The data below should be transcribed in full, with no picture included.

[DATA UNDER STUDY — start]

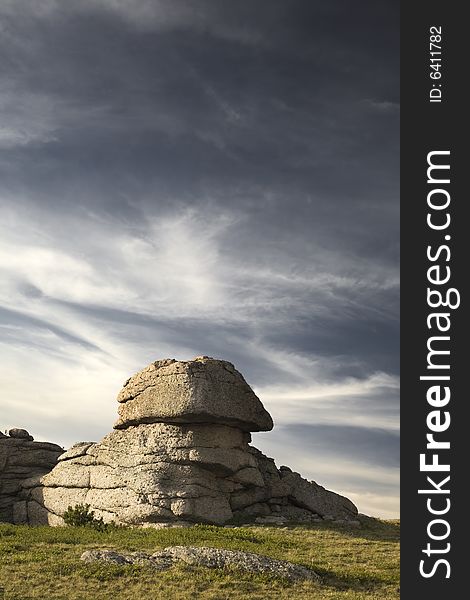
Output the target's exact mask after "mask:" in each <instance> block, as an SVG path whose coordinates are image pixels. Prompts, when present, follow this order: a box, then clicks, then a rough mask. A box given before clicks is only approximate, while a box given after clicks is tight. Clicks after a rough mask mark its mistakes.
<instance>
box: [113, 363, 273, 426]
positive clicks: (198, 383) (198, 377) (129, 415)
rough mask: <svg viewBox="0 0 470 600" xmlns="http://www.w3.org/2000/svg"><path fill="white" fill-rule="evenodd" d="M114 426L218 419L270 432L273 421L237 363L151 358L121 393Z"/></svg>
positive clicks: (186, 421)
mask: <svg viewBox="0 0 470 600" xmlns="http://www.w3.org/2000/svg"><path fill="white" fill-rule="evenodd" d="M117 399H118V402H119V403H120V406H119V409H118V413H119V419H118V421H117V423H116V424H115V426H114V427H115V428H116V429H122V428H124V427H128V426H129V425H139V424H141V423H218V424H223V425H231V426H232V427H237V428H239V429H242V430H243V431H269V430H270V429H272V428H273V421H272V419H271V416H270V415H269V413H268V412H267V411H266V410H265V408H264V407H263V405H262V403H261V401H260V400H259V398H258V397H257V396H256V394H255V393H254V392H253V390H252V389H251V388H250V386H249V385H248V384H247V383H246V381H245V380H244V378H243V376H242V375H241V374H240V373H239V372H238V371H237V370H236V369H235V367H234V366H233V365H232V364H231V363H229V362H227V361H225V360H215V359H213V358H209V357H207V356H201V357H197V358H195V359H194V360H189V361H176V360H174V359H166V360H159V361H157V362H154V363H152V364H151V365H149V366H148V367H146V368H145V369H143V370H142V371H140V372H139V373H137V374H136V375H134V376H133V377H131V378H130V379H129V380H128V381H126V383H125V384H124V387H123V389H122V390H121V391H120V392H119V395H118V398H117Z"/></svg>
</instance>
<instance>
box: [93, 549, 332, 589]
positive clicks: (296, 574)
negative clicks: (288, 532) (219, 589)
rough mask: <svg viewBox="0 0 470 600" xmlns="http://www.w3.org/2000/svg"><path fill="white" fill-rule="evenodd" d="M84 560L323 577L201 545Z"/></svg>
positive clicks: (301, 566)
mask: <svg viewBox="0 0 470 600" xmlns="http://www.w3.org/2000/svg"><path fill="white" fill-rule="evenodd" d="M81 560H83V561H84V562H87V563H90V562H97V561H99V562H106V563H109V564H117V565H133V564H138V565H147V566H149V567H152V568H154V569H155V570H157V571H163V570H165V569H169V568H170V567H172V566H173V565H174V564H177V563H178V562H179V563H185V564H187V565H191V566H195V567H208V568H209V569H227V568H228V569H238V570H240V571H245V572H246V573H262V574H264V575H275V576H277V577H282V578H284V579H288V580H289V581H309V580H310V581H319V580H320V577H319V575H317V573H315V572H314V571H312V570H311V569H307V567H303V566H302V565H296V564H295V563H291V562H288V561H286V560H277V559H275V558H270V557H269V556H262V555H260V554H253V553H252V552H241V551H239V550H225V549H224V548H205V547H198V546H169V547H168V548H164V549H163V550H161V551H160V552H155V553H154V554H146V553H145V552H128V553H122V552H115V551H113V550H86V551H85V552H84V553H83V554H82V556H81Z"/></svg>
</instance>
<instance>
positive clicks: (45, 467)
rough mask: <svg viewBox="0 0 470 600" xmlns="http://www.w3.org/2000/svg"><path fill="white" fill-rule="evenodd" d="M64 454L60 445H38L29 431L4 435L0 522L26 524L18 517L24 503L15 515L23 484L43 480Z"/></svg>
mask: <svg viewBox="0 0 470 600" xmlns="http://www.w3.org/2000/svg"><path fill="white" fill-rule="evenodd" d="M63 452H64V449H63V448H61V447H60V446H57V444H51V443H49V442H35V441H34V438H33V436H32V435H30V434H29V433H28V432H27V431H26V429H16V428H15V429H10V430H9V432H8V435H5V434H3V433H1V434H0V521H6V522H8V523H13V522H14V521H18V520H26V518H24V519H23V518H22V517H23V515H20V514H18V513H17V511H21V509H22V508H23V503H17V505H16V507H15V512H14V505H15V503H16V502H17V500H18V499H19V493H20V491H21V489H22V484H23V482H24V481H25V480H26V479H30V478H37V480H39V478H40V477H41V476H42V475H45V474H46V473H48V472H49V471H50V470H51V469H52V468H53V467H54V466H55V465H56V463H57V459H58V457H59V456H60V455H61V454H62V453H63ZM15 513H16V514H15Z"/></svg>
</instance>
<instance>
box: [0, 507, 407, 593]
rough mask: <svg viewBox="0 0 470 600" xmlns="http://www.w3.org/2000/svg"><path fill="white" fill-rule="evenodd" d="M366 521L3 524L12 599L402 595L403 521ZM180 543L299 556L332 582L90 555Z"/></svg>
mask: <svg viewBox="0 0 470 600" xmlns="http://www.w3.org/2000/svg"><path fill="white" fill-rule="evenodd" d="M362 521H363V527H362V528H361V529H348V528H345V527H340V526H335V525H333V524H328V523H319V524H315V525H312V526H309V527H305V526H302V527H300V526H299V527H289V528H287V529H281V528H278V527H266V526H264V527H251V526H250V527H243V528H237V529H228V528H223V527H213V526H206V525H196V526H195V527H191V528H187V529H179V528H178V529H162V530H153V529H123V528H119V529H113V530H111V531H109V532H99V531H94V530H93V529H87V528H79V527H58V528H52V527H27V526H14V525H7V524H0V587H2V586H3V587H4V588H5V600H30V599H39V598H48V600H105V599H106V600H108V599H110V600H111V599H112V600H121V599H126V600H127V599H129V600H138V599H140V598H142V599H145V600H159V599H164V600H186V599H187V600H189V599H191V600H192V599H193V598H201V599H204V600H206V599H207V600H225V599H227V600H241V599H243V600H245V599H246V600H248V599H250V600H267V599H269V600H271V599H273V600H277V599H280V600H297V599H298V600H300V599H302V600H304V599H310V598H311V599H315V600H324V599H328V600H331V599H337V600H358V599H376V600H379V599H380V600H389V599H392V598H393V599H397V598H398V597H399V592H398V585H399V584H398V577H399V523H398V522H396V521H394V522H391V521H387V522H386V521H378V520H375V519H363V520H362ZM173 545H196V546H217V547H221V548H229V549H232V550H245V551H248V552H256V553H258V554H265V555H267V556H272V557H273V558H279V559H284V560H290V561H292V562H295V563H298V564H302V565H304V566H307V567H311V568H313V569H314V570H315V571H316V572H317V573H319V574H320V575H321V576H322V583H321V584H319V583H313V582H302V583H296V584H293V583H289V582H287V581H285V580H283V579H281V578H277V577H268V576H260V575H248V574H245V573H241V572H237V571H221V570H215V569H214V570H213V569H206V568H193V567H189V566H186V567H184V566H179V567H174V568H172V569H170V570H168V571H164V572H162V573H155V572H154V571H152V570H151V569H149V568H148V567H141V566H136V565H132V566H114V565H103V564H99V563H93V564H85V563H82V562H81V561H80V555H81V554H82V552H83V551H84V550H86V549H90V548H107V549H116V550H119V549H121V550H129V551H134V550H145V551H149V552H155V551H156V550H158V549H161V548H164V547H165V546H173ZM0 598H1V593H0ZM2 600H3V599H2Z"/></svg>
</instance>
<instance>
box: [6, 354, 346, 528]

[DATA UNDER STUDY — finish]

### RESPONSE TO THIS EXERCISE
Output the target's exact mask after "mask:" in each <instance> block, as an SVG path whose coordinates are image pixels. Prompts, when present, follow this order: a box, then clicks, then a rough mask. A box given before clicks is only approximate, while a box given after clicks is tight. Clicks after a rough mask mark its mistakes.
<instance>
box: [113, 363, 273, 426]
positive clicks: (198, 383) (198, 377) (129, 415)
rough mask: <svg viewBox="0 0 470 600" xmlns="http://www.w3.org/2000/svg"><path fill="white" fill-rule="evenodd" d="M114 426L218 419L270 432L273 421L237 363L151 358L121 393Z"/></svg>
positive clicks: (186, 421)
mask: <svg viewBox="0 0 470 600" xmlns="http://www.w3.org/2000/svg"><path fill="white" fill-rule="evenodd" d="M117 399H118V402H119V403H120V406H119V409H118V413H119V419H118V421H117V423H116V424H115V426H114V427H115V428H116V429H122V428H124V427H128V426H129V425H139V424H141V423H218V424H223V425H231V426H232V427H237V428H239V429H242V430H243V431H269V430H270V429H272V428H273V421H272V419H271V416H270V415H269V413H268V412H267V411H266V410H265V408H264V407H263V405H262V403H261V401H260V400H259V398H258V397H257V396H256V394H255V393H254V392H253V390H252V389H251V388H250V386H249V385H248V384H247V383H246V381H245V380H244V378H243V376H242V375H241V374H240V373H239V372H238V371H237V370H236V369H235V367H234V366H233V365H232V364H231V363H229V362H227V361H225V360H215V359H213V358H209V357H207V356H201V357H197V358H195V359H194V360H189V361H176V360H174V359H166V360H159V361H157V362H154V363H152V364H151V365H149V366H148V367H146V368H145V369H143V370H142V371H140V372H139V373H137V374H136V375H134V376H133V377H131V378H130V379H129V380H128V381H126V383H125V384H124V387H123V389H122V390H121V391H120V392H119V395H118V398H117Z"/></svg>
</instance>
<instance>
box: [93, 549, 332, 589]
positive clicks: (296, 574)
negative clicks: (288, 532) (219, 589)
rough mask: <svg viewBox="0 0 470 600" xmlns="http://www.w3.org/2000/svg"><path fill="white" fill-rule="evenodd" d="M84 560L323 577L201 545Z"/></svg>
positive clicks: (301, 566)
mask: <svg viewBox="0 0 470 600" xmlns="http://www.w3.org/2000/svg"><path fill="white" fill-rule="evenodd" d="M81 560H83V561H84V562H87V563H90V562H97V561H99V562H106V563H109V564H117V565H133V564H138V565H147V566H149V567H152V568H154V569H155V570H157V571H163V570H165V569H169V568H170V567H172V566H173V565H174V564H177V563H178V562H179V563H185V564H187V565H191V566H195V567H208V568H209V569H227V568H228V569H238V570H240V571H245V572H246V573H262V574H264V575H275V576H277V577H282V578H284V579H288V580H289V581H309V580H310V581H319V580H320V577H319V575H317V573H315V572H314V571H312V570H311V569H307V567H303V566H302V565H296V564H295V563H291V562H288V561H286V560H277V559H275V558H270V557H269V556H262V555H260V554H253V553H252V552H241V551H239V550H225V549H224V548H205V547H198V546H169V547H168V548H164V549H163V550H161V551H160V552H155V553H154V554H146V553H145V552H128V553H122V552H115V551H113V550H86V551H85V552H84V553H83V554H82V556H81Z"/></svg>
</instance>
<instance>
positive clicks: (45, 467)
rough mask: <svg viewBox="0 0 470 600" xmlns="http://www.w3.org/2000/svg"><path fill="white" fill-rule="evenodd" d="M64 454L60 445H38L29 431L4 435L0 522L26 524L18 517L24 503L15 515L23 484L43 480Z"/></svg>
mask: <svg viewBox="0 0 470 600" xmlns="http://www.w3.org/2000/svg"><path fill="white" fill-rule="evenodd" d="M63 452H64V449H63V448H61V447H60V446H57V444H51V443H49V442H35V441H34V438H33V436H32V435H30V434H29V433H28V432H27V431H26V429H16V428H15V429H10V430H9V432H8V435H5V434H3V433H1V434H0V521H6V522H8V523H13V522H14V521H18V520H26V518H24V519H23V518H22V517H23V515H20V514H18V513H17V511H21V509H22V508H23V503H17V505H16V507H15V512H14V505H15V503H16V502H17V500H18V499H19V493H20V491H21V489H22V484H23V482H24V481H25V480H26V479H30V478H37V480H39V478H40V477H41V476H42V475H45V474H46V473H48V472H49V471H50V470H51V469H52V468H53V467H54V466H55V465H56V463H57V459H58V457H59V456H60V455H61V454H62V453H63ZM15 513H16V514H15Z"/></svg>
</instance>
<instance>
box: [0, 507, 407, 593]
rough mask: <svg viewBox="0 0 470 600" xmlns="http://www.w3.org/2000/svg"><path fill="white" fill-rule="evenodd" d="M366 521L3 524L12 599L402 595L403 521ZM180 543L299 556L332 582L90 555Z"/></svg>
mask: <svg viewBox="0 0 470 600" xmlns="http://www.w3.org/2000/svg"><path fill="white" fill-rule="evenodd" d="M362 521H363V527H362V528H361V529H348V528H345V527H340V526H335V525H333V524H328V523H319V524H315V525H312V526H309V527H305V526H302V527H300V526H299V527H289V528H287V529H281V528H278V527H266V526H264V527H251V526H250V527H243V528H237V529H228V528H223V527H213V526H206V525H196V526H195V527H191V528H187V529H179V528H178V529H162V530H153V529H123V528H119V529H113V530H111V531H109V532H99V531H94V530H93V529H87V528H79V527H58V528H52V527H27V526H14V525H7V524H0V587H2V586H3V587H4V588H5V600H30V599H39V598H48V600H105V599H106V600H108V599H110V600H111V599H112V600H121V599H126V600H127V599H129V600H138V599H140V598H142V599H145V600H159V599H164V600H186V599H187V600H189V599H191V600H192V599H193V598H201V599H204V600H206V599H207V600H225V599H227V600H241V599H243V600H245V599H246V600H248V599H250V600H267V599H269V600H271V599H273V600H277V599H280V600H297V599H298V600H300V599H302V600H304V599H310V598H311V599H315V600H324V599H328V600H331V599H337V600H358V599H376V600H379V599H380V600H389V599H392V598H393V599H397V598H398V597H399V592H398V585H399V584H398V577H399V523H398V522H396V521H394V522H391V521H387V522H386V521H378V520H375V519H363V520H362ZM173 545H196V546H217V547H221V548H229V549H232V550H245V551H248V552H256V553H258V554H265V555H267V556H272V557H273V558H279V559H284V560H290V561H292V562H295V563H298V564H302V565H304V566H307V567H311V568H313V569H314V570H315V571H316V572H317V573H319V574H320V575H321V576H322V583H321V584H319V583H313V582H302V583H296V584H293V583H289V582H287V581H285V580H283V579H281V578H277V577H268V576H260V575H248V574H245V573H241V572H237V571H221V570H215V569H214V570H213V569H206V568H193V567H189V566H186V567H184V566H179V567H174V568H172V569H170V570H168V571H164V572H162V573H155V572H154V571H152V570H151V569H149V568H148V567H141V566H136V565H132V566H114V565H103V564H99V563H93V564H85V563H82V562H81V561H80V555H81V554H82V552H83V551H84V550H86V549H90V548H107V549H116V550H119V549H121V550H129V551H134V550H145V551H149V552H155V551H156V550H158V549H161V548H164V547H165V546H173ZM0 598H1V593H0ZM2 600H3V599H2Z"/></svg>
</instance>
<instance>
box: [6, 354, 346, 528]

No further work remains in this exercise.